**Aim:**
Rewrite the entries below as a numbered list, from the first line through the line that contains "M 209 47 L 209", leaving out any blank lines.

**Materials provided:**

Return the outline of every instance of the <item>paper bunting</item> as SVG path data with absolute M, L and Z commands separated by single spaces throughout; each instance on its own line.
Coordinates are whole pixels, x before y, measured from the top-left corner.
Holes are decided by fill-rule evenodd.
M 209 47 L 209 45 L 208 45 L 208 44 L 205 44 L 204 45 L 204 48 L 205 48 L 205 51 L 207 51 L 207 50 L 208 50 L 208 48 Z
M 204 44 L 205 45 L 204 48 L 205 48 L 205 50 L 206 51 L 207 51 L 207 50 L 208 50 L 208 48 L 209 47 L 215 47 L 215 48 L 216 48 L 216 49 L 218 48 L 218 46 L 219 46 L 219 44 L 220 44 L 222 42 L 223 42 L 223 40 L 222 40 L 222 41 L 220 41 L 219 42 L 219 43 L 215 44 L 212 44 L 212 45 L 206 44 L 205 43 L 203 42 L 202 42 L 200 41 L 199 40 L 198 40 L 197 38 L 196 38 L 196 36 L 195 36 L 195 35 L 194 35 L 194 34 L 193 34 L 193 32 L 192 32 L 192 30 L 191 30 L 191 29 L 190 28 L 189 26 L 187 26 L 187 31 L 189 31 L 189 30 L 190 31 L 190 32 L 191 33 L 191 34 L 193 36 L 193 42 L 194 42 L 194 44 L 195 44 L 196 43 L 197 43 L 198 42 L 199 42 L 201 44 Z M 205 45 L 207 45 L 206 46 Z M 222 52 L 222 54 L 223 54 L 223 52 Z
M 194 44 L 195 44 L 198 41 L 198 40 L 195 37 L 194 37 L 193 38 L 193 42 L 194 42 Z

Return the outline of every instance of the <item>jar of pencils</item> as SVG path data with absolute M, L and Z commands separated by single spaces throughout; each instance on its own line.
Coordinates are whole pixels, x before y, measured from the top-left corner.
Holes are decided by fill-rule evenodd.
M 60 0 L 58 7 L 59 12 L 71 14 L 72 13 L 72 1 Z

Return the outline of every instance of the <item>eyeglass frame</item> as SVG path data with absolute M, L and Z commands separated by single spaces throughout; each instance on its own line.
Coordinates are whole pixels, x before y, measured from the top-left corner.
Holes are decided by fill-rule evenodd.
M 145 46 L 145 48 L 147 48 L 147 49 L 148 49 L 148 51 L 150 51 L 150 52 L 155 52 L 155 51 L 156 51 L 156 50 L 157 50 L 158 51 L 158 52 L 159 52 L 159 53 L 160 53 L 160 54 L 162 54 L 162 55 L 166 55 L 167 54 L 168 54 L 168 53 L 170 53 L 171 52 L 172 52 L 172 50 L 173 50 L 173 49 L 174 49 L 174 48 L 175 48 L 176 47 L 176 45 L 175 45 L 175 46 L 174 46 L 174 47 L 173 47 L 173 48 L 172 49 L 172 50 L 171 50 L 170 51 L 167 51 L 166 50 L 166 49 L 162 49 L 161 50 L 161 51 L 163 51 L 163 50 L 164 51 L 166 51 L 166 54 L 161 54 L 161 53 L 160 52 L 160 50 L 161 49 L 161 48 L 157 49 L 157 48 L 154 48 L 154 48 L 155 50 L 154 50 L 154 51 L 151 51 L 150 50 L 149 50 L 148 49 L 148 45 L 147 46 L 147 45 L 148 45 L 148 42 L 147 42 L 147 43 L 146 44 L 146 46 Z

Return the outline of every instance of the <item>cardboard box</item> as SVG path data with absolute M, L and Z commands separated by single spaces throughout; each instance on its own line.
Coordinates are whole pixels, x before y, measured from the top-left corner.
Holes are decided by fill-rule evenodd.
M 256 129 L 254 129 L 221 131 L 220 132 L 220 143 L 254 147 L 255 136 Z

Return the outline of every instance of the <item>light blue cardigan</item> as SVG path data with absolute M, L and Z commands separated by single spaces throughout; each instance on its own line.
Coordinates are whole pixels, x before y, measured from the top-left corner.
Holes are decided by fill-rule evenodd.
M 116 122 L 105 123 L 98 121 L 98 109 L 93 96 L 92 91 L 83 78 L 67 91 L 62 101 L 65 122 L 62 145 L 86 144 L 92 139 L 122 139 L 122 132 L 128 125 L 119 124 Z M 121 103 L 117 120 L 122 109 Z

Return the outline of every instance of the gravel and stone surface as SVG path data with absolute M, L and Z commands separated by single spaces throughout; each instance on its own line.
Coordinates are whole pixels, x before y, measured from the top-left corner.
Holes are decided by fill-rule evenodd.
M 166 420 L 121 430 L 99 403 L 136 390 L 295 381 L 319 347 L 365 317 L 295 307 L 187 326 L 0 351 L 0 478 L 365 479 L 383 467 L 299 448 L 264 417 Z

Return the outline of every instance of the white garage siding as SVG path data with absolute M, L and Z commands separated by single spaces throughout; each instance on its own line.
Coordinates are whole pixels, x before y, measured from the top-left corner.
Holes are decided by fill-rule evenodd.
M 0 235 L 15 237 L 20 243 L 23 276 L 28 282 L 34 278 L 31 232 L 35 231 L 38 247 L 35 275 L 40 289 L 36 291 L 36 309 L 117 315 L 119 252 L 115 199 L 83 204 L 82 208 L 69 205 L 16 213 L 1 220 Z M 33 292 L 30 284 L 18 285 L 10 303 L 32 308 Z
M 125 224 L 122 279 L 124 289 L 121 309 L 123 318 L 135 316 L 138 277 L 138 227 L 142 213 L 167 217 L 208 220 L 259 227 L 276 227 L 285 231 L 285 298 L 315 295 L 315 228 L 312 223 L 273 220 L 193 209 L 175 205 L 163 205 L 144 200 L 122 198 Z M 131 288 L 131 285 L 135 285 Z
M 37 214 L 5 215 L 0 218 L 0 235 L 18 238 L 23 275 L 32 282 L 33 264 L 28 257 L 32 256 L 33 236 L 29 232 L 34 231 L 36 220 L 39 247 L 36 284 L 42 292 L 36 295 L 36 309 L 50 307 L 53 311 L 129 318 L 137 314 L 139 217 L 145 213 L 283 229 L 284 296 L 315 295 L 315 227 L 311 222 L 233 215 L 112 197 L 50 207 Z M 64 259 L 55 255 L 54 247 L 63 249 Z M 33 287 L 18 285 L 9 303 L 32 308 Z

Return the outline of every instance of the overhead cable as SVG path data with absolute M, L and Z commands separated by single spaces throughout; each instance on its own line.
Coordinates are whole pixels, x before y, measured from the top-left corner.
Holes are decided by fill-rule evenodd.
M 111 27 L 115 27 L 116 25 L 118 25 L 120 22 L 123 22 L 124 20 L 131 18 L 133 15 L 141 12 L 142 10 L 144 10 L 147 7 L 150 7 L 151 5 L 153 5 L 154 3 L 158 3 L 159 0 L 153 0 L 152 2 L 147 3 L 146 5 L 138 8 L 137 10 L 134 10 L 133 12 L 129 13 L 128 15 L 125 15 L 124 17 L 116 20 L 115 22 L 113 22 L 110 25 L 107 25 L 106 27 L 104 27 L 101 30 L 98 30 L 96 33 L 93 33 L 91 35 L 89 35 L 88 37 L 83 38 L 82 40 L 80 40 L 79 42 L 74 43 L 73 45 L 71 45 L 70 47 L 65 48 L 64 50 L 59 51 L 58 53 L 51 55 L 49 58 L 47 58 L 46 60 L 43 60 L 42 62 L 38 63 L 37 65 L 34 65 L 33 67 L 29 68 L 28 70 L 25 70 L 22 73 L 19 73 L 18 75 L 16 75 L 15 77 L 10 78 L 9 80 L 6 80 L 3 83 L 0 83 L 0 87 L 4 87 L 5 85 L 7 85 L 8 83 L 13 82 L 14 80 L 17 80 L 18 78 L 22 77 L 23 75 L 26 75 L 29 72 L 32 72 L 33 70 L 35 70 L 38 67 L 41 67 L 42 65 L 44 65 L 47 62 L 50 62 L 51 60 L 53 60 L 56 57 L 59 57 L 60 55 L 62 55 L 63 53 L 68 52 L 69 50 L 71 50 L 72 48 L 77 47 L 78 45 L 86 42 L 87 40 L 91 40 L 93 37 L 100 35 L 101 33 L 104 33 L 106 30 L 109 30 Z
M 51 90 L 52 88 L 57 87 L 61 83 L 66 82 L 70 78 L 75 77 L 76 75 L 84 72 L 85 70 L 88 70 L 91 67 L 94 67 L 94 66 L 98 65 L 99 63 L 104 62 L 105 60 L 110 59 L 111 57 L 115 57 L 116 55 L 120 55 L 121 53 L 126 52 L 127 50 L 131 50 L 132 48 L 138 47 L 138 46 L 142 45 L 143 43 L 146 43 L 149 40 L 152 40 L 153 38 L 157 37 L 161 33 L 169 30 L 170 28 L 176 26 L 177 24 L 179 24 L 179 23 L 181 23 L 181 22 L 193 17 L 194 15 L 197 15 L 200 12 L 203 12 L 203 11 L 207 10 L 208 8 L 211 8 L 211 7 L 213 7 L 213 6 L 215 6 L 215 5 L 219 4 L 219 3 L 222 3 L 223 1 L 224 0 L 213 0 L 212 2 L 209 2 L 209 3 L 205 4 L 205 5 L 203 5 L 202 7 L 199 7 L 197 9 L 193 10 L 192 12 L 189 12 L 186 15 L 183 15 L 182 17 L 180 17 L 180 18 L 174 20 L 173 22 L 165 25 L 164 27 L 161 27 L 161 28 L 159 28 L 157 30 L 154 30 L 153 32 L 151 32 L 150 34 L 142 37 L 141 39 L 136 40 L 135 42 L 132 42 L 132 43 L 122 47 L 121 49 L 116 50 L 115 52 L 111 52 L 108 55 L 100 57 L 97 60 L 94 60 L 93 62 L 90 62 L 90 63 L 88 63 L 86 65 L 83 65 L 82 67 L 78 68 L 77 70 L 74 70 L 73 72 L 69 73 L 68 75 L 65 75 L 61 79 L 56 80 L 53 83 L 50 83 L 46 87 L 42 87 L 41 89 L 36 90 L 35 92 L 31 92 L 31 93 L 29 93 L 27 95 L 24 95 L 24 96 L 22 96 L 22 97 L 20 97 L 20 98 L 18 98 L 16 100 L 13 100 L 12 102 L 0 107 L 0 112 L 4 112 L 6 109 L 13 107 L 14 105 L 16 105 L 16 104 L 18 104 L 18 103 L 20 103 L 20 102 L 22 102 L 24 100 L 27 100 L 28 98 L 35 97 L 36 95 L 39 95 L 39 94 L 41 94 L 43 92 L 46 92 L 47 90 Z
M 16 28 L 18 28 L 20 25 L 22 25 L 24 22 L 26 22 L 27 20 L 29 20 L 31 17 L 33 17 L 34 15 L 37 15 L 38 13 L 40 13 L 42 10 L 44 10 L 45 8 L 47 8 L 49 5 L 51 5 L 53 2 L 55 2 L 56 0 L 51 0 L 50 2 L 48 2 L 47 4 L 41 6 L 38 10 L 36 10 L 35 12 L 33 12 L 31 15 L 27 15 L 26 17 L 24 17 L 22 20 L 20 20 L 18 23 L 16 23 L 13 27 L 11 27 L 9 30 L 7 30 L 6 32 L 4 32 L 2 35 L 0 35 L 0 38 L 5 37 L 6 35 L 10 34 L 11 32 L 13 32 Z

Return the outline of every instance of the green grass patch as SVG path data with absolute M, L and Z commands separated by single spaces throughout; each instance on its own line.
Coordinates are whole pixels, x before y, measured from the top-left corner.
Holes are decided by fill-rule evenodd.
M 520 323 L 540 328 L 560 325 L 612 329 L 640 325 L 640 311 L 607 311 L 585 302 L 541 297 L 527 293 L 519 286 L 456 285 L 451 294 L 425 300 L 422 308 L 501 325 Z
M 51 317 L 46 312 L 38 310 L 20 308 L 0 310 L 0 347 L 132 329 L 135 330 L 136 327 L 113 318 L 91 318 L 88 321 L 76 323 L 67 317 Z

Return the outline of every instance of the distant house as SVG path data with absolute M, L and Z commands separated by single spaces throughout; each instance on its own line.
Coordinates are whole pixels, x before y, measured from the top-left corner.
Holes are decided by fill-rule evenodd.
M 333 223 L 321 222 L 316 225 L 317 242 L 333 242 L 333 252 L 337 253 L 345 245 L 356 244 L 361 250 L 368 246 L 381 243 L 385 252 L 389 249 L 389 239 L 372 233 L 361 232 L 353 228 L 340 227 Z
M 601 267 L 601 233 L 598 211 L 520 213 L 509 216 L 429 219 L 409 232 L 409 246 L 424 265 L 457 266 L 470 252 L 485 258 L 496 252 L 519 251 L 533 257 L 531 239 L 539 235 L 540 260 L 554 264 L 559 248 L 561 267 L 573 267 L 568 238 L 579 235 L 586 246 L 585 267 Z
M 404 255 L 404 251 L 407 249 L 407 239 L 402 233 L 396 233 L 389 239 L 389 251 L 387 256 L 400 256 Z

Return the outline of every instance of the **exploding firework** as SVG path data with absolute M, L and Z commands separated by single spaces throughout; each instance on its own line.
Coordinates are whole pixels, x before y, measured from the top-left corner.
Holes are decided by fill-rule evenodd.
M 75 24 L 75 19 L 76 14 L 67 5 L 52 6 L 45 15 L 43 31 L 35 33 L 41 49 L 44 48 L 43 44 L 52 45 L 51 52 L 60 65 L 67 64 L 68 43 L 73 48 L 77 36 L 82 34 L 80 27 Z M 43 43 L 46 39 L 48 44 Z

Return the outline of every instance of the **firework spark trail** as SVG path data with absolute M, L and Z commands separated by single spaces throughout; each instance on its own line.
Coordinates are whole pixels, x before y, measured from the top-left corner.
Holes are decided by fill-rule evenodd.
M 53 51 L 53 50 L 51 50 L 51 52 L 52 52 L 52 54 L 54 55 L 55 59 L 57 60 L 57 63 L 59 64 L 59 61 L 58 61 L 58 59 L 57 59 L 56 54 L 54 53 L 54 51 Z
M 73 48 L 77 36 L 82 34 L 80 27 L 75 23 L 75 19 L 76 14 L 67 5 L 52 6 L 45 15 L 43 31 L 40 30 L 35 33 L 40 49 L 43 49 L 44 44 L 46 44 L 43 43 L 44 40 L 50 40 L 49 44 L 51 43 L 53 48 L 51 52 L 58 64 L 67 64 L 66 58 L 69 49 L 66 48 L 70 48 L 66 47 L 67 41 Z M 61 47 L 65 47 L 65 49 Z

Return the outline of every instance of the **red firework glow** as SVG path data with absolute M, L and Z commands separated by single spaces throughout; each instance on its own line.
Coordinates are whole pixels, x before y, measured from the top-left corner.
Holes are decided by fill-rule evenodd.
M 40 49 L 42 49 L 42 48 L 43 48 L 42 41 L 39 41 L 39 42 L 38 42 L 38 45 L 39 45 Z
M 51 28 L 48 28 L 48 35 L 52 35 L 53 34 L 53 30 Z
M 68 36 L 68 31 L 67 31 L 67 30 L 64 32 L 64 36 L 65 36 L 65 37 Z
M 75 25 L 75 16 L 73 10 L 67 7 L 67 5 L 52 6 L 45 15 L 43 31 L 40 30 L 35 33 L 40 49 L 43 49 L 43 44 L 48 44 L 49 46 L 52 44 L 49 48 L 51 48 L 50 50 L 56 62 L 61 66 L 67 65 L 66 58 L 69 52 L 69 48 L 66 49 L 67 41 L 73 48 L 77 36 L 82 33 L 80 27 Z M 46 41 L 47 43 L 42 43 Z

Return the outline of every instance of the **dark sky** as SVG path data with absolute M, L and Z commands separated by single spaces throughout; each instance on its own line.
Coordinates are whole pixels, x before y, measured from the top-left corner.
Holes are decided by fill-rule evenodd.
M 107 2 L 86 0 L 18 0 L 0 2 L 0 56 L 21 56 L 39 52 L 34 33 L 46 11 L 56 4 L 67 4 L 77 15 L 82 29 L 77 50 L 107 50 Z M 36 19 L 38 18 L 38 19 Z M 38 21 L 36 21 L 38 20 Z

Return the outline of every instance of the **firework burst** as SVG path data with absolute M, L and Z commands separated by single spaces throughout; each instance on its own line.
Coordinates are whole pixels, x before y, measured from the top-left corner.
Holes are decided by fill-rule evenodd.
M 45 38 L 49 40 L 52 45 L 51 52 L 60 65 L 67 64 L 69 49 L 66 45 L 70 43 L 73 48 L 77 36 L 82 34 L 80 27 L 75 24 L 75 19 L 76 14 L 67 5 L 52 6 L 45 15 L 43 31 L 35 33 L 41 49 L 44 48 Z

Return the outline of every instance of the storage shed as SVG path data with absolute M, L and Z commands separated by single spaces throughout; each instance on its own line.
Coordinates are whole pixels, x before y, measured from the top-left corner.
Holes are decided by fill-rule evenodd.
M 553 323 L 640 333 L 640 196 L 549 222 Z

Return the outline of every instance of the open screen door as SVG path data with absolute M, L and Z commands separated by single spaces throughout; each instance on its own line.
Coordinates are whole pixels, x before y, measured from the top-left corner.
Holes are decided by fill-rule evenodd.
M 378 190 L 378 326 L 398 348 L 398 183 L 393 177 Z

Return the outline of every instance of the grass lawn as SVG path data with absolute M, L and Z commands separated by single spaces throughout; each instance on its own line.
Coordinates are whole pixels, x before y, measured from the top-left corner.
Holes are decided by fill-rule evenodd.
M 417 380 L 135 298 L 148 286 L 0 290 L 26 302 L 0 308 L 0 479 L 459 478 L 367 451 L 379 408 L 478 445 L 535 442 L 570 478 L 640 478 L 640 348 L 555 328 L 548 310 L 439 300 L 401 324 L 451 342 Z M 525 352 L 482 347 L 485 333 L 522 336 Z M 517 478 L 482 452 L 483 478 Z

**Answer for this exercise:**
1. Return the outline of every instance of the <item>paper bunting</item> as SVG path data with absolute M, L and Z commands separated by single spaces throughout; each instance on its own line.
2. Coordinates are whole pixels, x before y, measured from the top-left corner.
3. Holes are decided by fill-rule evenodd.
4. M 209 47 L 209 45 L 208 45 L 208 44 L 205 44 L 204 45 L 204 48 L 205 48 L 205 51 L 207 51 L 207 50 L 208 50 L 208 48 Z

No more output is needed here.